![]() |
Laskar Umat Islam Surakarta (LUIS) saat audensi dengan Sat Pol PP Sukoharjo belum lama ini (foto: ist) |
SURAKARTA - Solo Paragon rencananya akan menggelar acara Kuliner Non-Halal pada Kamis, 13 Februari 2025. Pihak manajemen Solo Paragon mengklaim telah memperoleh izin dari Polresta Surakarta untuk menyelenggarakan acara tersebut.
Namun, Laskar Umat Islam Surakarta (LUIS) melalui Humasnya, Endro Sudarsono, menyampaikan bahwa hingga 11 Februari 2025 sore, pihaknya belum menerima pengajuan izin dari Solo Paragon ke Polresta Surakarta.
Dalam audiensi yang dilakukan LUIS bersama Satpol PP pada 11 Februari 2025, pihak Pemerintah Kota Surakarta juga menyatakan bahwa mereka tidak merekomendasikan acara tersebut.
Lebih lanjut, saat audiensi dengan Polresta Surakarta, terungkap bahwa izin untuk acara tersebut baru bisa dikeluarkan setelah mendapatkan rekomendasi dari Majelis Ulama Indonesia (MUI) Solo dan Kementerian Agama (Kemenag) Kota Surakarta. Namun hingga pagi ini, LUIS belum menemukan adanya rekomendasi dari kedua lembaga tersebut.
Terkait peraturan izin keramaian, LUIS mengingatkan bahwa dalam Peraturan Polri No. 7 Tahun 2023 Pasal 10 Ayat 1 Huruf C, disebutkan bahwa izin keramaian harus disertai rekomendasi dari instansi terkait.
"Dalam hal ini, rekomendasi dari MUI dan Kemenag Kota Surakarta sangatlah penting," ujar Endro melalui keterangan tertulisnya, Kamis 13 Februari 2025.

■ DATA YANG DIBERIKAN ■
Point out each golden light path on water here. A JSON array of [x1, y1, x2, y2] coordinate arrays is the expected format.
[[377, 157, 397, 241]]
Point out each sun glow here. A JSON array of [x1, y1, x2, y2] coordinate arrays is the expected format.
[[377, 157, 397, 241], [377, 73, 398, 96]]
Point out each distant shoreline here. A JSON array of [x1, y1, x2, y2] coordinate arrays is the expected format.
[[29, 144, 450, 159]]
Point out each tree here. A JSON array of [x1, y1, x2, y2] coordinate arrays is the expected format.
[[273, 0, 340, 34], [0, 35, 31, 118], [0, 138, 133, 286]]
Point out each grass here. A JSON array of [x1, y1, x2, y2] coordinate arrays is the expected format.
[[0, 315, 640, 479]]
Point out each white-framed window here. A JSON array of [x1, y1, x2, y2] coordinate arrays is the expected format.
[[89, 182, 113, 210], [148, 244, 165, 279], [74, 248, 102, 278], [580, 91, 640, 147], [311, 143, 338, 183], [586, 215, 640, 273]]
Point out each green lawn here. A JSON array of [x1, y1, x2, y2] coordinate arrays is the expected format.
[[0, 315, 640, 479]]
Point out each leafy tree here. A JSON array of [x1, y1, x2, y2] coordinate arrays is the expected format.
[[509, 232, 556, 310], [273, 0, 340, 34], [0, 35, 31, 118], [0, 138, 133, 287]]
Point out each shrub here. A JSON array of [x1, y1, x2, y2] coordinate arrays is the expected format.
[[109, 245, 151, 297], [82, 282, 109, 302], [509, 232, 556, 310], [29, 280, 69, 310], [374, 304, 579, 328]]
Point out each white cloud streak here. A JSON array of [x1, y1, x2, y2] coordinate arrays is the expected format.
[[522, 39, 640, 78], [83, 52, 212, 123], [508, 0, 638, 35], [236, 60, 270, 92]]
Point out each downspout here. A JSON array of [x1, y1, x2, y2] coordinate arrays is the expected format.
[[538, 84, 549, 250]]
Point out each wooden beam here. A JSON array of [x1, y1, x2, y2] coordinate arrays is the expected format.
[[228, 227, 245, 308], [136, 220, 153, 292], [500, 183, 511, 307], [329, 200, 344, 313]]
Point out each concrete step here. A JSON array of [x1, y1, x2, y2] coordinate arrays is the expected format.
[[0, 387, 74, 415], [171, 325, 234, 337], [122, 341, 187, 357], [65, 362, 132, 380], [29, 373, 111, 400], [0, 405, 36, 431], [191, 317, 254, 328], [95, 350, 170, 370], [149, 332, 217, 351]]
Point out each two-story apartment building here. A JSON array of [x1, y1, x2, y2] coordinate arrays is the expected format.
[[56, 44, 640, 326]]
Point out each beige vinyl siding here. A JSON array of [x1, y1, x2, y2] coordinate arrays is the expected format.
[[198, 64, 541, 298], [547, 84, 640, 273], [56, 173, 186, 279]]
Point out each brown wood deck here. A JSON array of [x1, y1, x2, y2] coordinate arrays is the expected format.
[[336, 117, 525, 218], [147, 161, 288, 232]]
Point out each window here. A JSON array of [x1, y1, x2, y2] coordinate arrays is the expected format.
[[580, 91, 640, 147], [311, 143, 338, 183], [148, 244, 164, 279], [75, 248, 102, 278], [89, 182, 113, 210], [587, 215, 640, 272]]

■ TUGAS ■
- 1) Jawablah pertanyaan berikut berdasarkan berita tentang acara Kuliner Non-Halal di Solo Paragon.
(a) Pada hari dan tanggal berapa Solo Paragon berencana menggelar acara Kuliner Non-Halal?
(b) Siapa Humas Laskar Umat Islam Surakarta (LUIS)?
(c) Menurut keterangan dalam audiensi dengan Polresta Surakarta, izin acara baru bisa dikeluarkan setelah ada rekomendasi dari lembaga apa saja?
- 2) Tuliskan kembali dengan tepat bagian dari berita tentang acara Kuliner Non-Halal di Solo Paragon, mulai dari "Dalam audiensi yang" dan berakhir pada "kedua lembaga tersebut.".

■ JAWABAN YANG DIHARAPKAN ■
- 1)
(a) Kamis, 13 Februari 2025.
(b) Endro Sudarsono.
(c) Majelis Ulama Indonesia (MUI) Solo dan Kementerian Agama (Kemenag) Kota Surakarta.

- 2)
Dalam audiensi yang dilakukan LUIS bersama Satpol PP pada 11 Februari 2025, pihak Pemerintah Kota Surakarta juga menyatakan bahwa mereka tidak merekomendasikan acara tersebut.
Lebih lanjut, saat audiensi dengan Polresta Surakarta, terungkap bahwa izin untuk acara tersebut baru bisa dikeluarkan setelah mendapatkan rekomendasi dari Majelis Ulama Indonesia (MUI) Solo dan Kementerian Agama (Kemenag) Kota Surakarta. Namun hingga pagi ini, LUIS belum menemukan adanya rekomendasi dari kedua lembaga tersebut.